Go through the material under this sentence. Return every line holding "girl".
── Source material ──
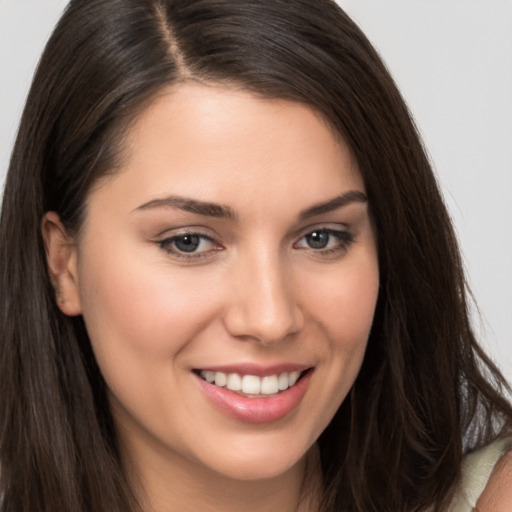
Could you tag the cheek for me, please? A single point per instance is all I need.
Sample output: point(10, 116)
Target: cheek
point(137, 311)
point(344, 305)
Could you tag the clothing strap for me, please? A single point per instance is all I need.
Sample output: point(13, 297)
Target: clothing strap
point(477, 468)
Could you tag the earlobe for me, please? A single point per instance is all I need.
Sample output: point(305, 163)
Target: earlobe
point(61, 260)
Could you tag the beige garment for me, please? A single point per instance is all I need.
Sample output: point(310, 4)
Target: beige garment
point(476, 471)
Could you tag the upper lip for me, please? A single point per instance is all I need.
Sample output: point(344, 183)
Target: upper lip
point(256, 369)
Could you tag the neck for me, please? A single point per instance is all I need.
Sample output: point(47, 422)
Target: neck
point(182, 486)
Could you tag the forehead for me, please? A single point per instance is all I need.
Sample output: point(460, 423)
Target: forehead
point(222, 144)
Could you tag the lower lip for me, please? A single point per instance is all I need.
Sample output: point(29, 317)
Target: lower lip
point(256, 410)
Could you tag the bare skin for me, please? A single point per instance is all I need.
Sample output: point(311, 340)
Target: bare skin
point(236, 235)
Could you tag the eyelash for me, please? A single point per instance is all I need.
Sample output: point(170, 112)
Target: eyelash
point(344, 240)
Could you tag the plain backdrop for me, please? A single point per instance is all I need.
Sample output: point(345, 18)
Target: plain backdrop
point(452, 60)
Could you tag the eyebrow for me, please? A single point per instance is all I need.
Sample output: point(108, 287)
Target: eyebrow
point(225, 212)
point(352, 196)
point(191, 205)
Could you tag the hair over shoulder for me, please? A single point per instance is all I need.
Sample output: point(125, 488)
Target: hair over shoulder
point(426, 393)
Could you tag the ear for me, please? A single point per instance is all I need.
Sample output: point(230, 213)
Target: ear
point(62, 259)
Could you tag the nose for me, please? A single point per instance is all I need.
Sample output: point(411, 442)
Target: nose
point(262, 305)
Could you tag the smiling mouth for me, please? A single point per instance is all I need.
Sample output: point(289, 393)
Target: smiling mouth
point(252, 386)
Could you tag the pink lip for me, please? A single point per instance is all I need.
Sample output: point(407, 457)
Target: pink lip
point(256, 369)
point(256, 410)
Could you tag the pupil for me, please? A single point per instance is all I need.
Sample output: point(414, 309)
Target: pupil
point(187, 243)
point(318, 239)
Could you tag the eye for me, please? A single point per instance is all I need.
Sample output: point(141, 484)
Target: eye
point(188, 245)
point(326, 240)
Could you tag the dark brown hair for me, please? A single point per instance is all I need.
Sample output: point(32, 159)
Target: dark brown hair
point(426, 392)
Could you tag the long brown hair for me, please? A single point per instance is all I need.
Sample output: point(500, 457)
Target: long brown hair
point(426, 392)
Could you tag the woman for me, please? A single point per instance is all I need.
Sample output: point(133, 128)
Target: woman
point(229, 281)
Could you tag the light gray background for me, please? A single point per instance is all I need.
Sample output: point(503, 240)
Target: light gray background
point(452, 59)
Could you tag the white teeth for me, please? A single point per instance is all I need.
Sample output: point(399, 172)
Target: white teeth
point(234, 382)
point(252, 384)
point(220, 379)
point(269, 385)
point(293, 377)
point(282, 382)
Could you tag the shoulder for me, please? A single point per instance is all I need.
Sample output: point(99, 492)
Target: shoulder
point(486, 479)
point(497, 495)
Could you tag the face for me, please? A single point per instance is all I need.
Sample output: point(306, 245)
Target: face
point(228, 276)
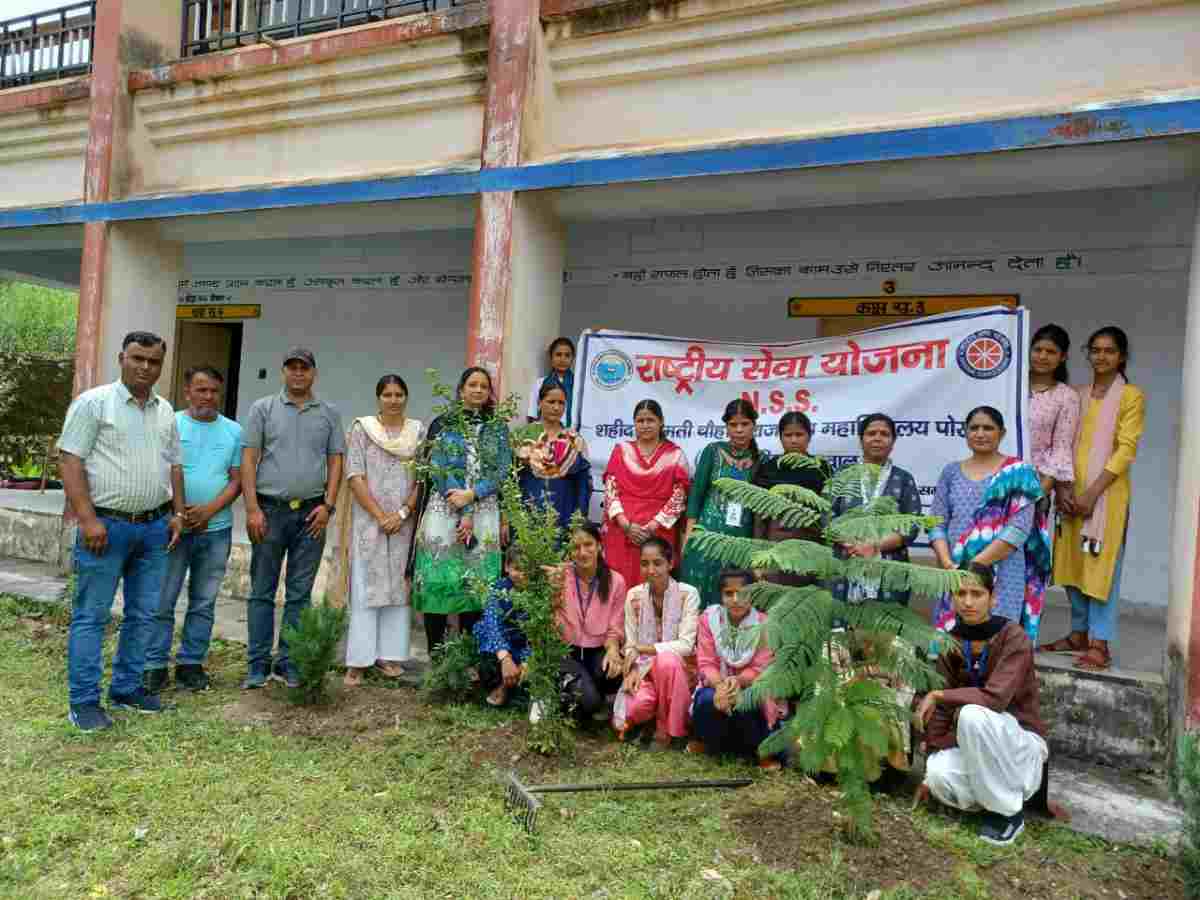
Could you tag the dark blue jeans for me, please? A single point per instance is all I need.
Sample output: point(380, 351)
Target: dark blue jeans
point(286, 537)
point(739, 733)
point(204, 557)
point(136, 553)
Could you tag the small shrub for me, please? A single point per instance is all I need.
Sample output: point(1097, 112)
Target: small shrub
point(312, 648)
point(1188, 784)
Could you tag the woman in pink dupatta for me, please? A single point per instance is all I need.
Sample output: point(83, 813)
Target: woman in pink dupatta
point(660, 645)
point(646, 492)
point(731, 653)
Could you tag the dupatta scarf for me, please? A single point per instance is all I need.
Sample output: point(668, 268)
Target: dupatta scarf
point(1014, 486)
point(648, 631)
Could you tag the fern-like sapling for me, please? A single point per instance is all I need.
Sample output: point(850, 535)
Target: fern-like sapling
point(849, 669)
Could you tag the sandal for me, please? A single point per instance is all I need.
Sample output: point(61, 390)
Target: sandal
point(1074, 642)
point(498, 697)
point(389, 669)
point(1097, 659)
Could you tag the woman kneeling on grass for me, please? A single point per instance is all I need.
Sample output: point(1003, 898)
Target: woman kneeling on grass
point(660, 645)
point(731, 653)
point(984, 730)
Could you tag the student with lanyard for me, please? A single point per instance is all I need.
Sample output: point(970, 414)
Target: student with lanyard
point(984, 730)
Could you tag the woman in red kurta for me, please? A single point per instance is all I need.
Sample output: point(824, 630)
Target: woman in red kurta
point(646, 491)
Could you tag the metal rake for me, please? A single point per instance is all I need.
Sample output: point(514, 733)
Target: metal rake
point(522, 799)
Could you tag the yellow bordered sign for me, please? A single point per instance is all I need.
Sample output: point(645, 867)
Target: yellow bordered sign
point(828, 307)
point(219, 312)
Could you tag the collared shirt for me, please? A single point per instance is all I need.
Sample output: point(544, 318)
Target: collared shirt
point(210, 450)
point(294, 444)
point(127, 449)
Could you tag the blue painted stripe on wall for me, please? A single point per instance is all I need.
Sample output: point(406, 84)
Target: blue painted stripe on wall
point(1121, 123)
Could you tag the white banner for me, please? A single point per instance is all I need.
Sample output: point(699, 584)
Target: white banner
point(925, 375)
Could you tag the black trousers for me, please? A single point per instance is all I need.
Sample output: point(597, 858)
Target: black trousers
point(585, 684)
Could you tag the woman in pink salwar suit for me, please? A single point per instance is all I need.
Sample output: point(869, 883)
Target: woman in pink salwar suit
point(731, 653)
point(660, 643)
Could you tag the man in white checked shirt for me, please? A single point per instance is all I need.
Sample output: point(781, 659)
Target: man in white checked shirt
point(123, 474)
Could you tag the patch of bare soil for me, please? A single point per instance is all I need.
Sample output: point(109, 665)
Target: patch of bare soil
point(365, 713)
point(801, 827)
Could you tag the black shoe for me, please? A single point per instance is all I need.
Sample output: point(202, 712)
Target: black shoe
point(192, 678)
point(139, 701)
point(1001, 829)
point(155, 679)
point(285, 675)
point(89, 717)
point(255, 679)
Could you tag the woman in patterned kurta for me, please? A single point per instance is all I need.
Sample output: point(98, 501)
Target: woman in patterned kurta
point(460, 531)
point(375, 547)
point(985, 504)
point(713, 510)
point(553, 460)
point(646, 491)
point(877, 435)
point(1091, 545)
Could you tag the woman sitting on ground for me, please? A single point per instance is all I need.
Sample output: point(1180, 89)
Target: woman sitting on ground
point(984, 727)
point(660, 643)
point(731, 653)
point(499, 636)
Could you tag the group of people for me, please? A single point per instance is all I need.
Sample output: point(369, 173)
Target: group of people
point(153, 491)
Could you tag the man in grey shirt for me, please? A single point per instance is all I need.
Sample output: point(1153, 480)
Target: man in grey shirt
point(293, 445)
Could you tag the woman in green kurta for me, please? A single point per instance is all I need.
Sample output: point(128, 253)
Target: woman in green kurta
point(735, 457)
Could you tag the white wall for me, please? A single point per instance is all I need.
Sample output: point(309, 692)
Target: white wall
point(357, 336)
point(1139, 239)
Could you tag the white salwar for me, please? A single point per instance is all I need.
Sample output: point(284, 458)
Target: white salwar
point(996, 766)
point(376, 633)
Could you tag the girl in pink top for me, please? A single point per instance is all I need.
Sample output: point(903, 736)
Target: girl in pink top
───
■ Answer to this task:
Could you tag the girl in pink top for me, please? A single point per instance is all I need.
Target: girl in pink top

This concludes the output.